After countless friends told me that I needed to watch it, I finally made my way through the Netflix original series, "The Haunting of Hill House." I'm a fan of horror, but I'll admit, I wasn't in a hurry to watch ten episodes of what I thought would be predictable scares. I guess I felt like I'd seen all that there is to see about a haunted house. I was happy to be proven very, very wrong. I expected a horror series - a haunted house, a few good jump scares, a hint of family drama - but by the end of the last episode, I was left with the weight of much, much more.
"Houses... are alive. This is something we know. News from our nerve endings. If we're quiet, if we listen, we can hear houses breath. Sometimes, in the depth of the night, you can even hear them groan. It's as if they were having bad dreams. A good house cradles and comforts, a bad one fills us with instinctive unease. Bad houses hate our warmth and our human-ness. That blind hate of our humanity is what we mean when we use the word haunted." -Stephen King, "Rose Red"

**Problems and tasks:**
1/ According to the review, how many episodes of the series did the writer expect to sit through?
2/ Decide whether each statement agrees with the review, answering yes or no and quoting the words from the text that settle it: (a) The writer is a fan of horror. (b) The writer was eager to start watching the series right away. (c) The quoted passage about houses comes from Stephen King's "Rose Red."
3/ Write the next part of the Hill House review, picking up after the Stephen King quotation.

**Dataset extract:**

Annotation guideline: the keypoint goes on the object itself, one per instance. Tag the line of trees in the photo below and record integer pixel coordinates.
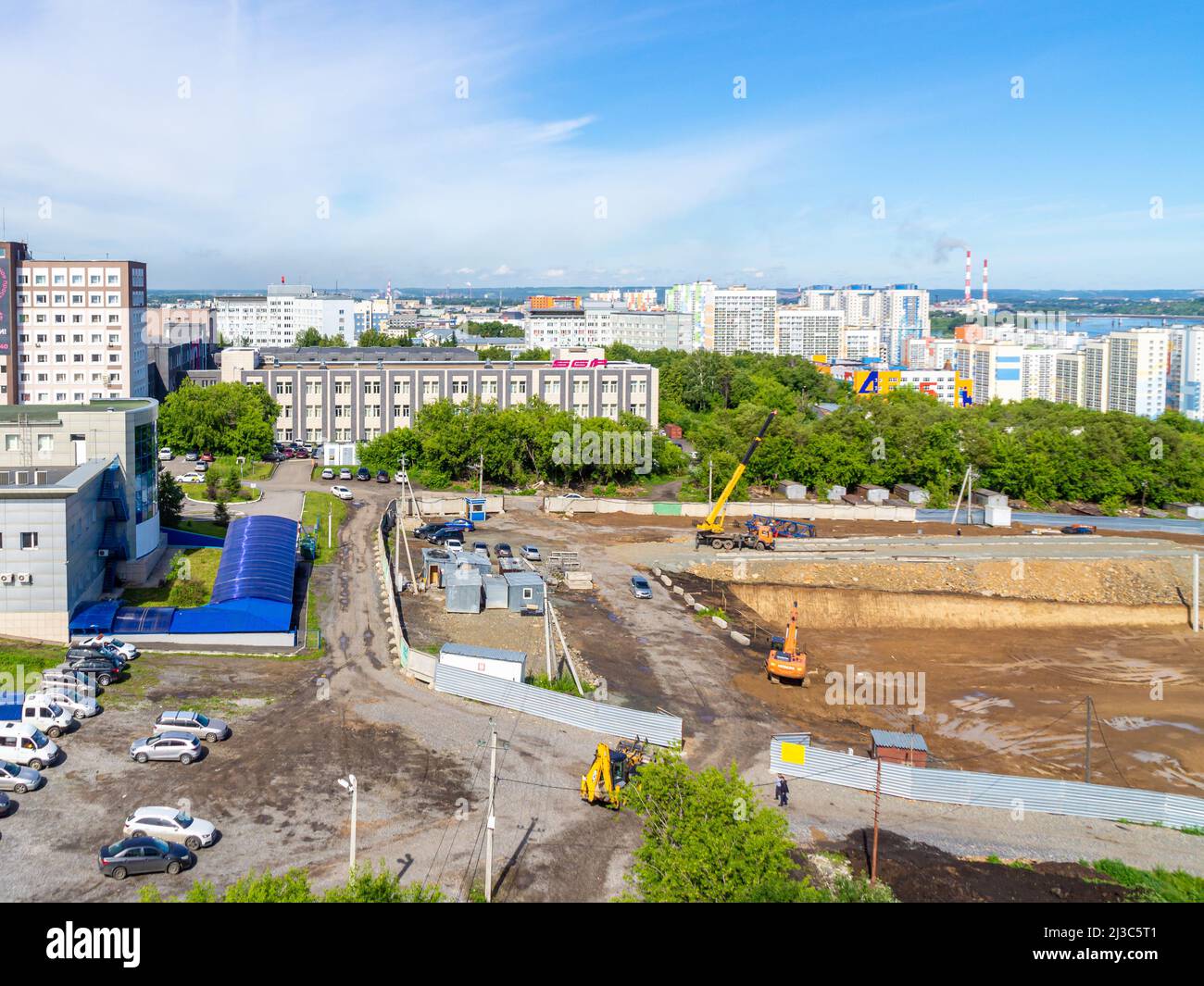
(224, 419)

...

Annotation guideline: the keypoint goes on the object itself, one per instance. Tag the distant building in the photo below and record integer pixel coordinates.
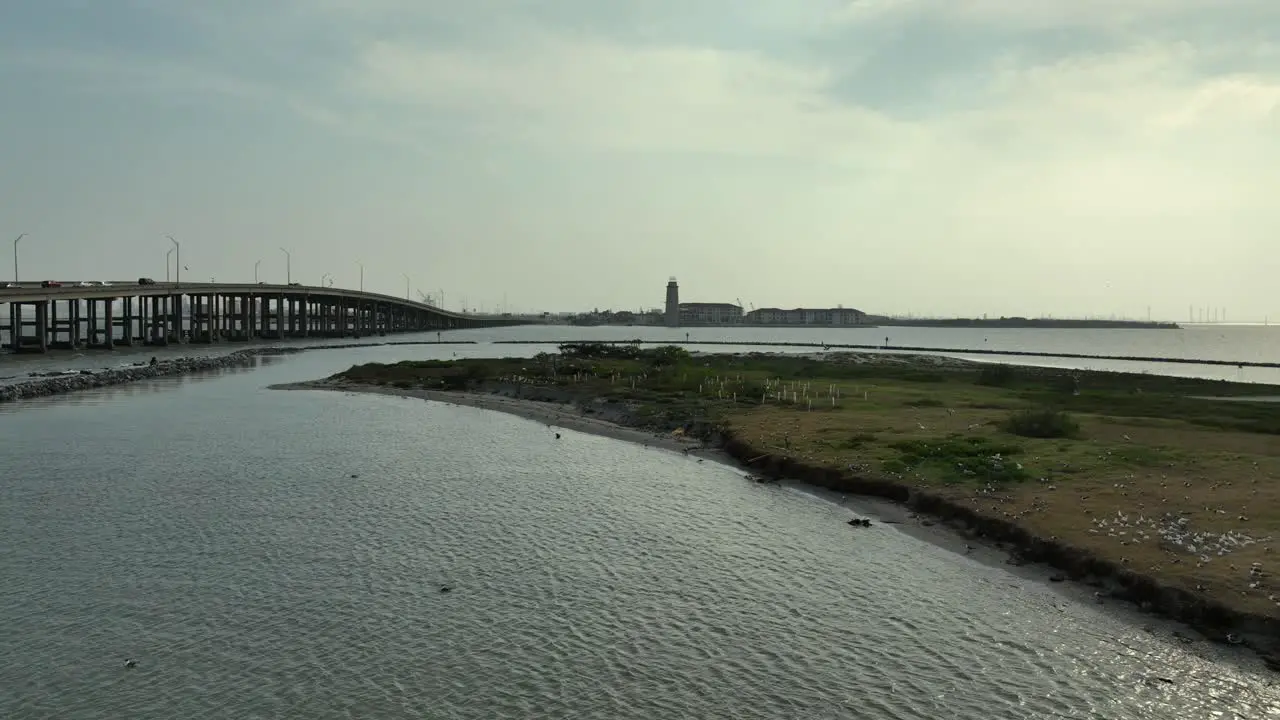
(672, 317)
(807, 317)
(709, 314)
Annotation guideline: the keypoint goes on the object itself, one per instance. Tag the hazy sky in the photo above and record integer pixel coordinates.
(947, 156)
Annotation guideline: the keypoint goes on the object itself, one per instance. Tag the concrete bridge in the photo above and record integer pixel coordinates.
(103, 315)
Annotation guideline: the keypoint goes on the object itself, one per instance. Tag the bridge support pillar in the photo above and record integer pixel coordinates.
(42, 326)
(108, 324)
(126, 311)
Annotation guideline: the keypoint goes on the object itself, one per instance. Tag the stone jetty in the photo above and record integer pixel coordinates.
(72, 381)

* * *

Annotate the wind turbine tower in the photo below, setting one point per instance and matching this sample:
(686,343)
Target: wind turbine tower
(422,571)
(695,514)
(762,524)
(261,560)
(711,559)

**Responses by task:**
1/ Ten episodes.

2/
(a) Yes: "I'm a fan of horror"
(b) No: "I wasn't in a hurry to watch ten episodes of what I thought would be predictable scares"
(c) Yes: "-Stephen King, "Rose Red""

3/
*At this point, I have to preface that there may be spoilers in this post, so please refrain from reading on until finishing the series.
When it comes to storytelling, I am almost 100% driven by characters. A good plot helps, sure, but give me solid character development, and I'm sold. Maybe this is a naïve way to approach film, but it's how I've always been. Hill House is a setting - a catalyst even - but after the first episode, it's clear that this house is not just frightening from the outside, but disturbed in its own soul. It functions as both a place and a personality. Hill House quickly becomes a character all its own, and eventually becomes one that merits both fear and compassion, caution and care. Sure, it's haunted, but so is everyone that is a part of its life. Once I could see this place through the lens of character, I realized I was in the thicket of a very different story than I anticipated.
Aside from the exceptional production, unique scene transitions, and eclectic cast, the 10-episode series remarkably displays heavy themes in a necessarily uncomfortable manner.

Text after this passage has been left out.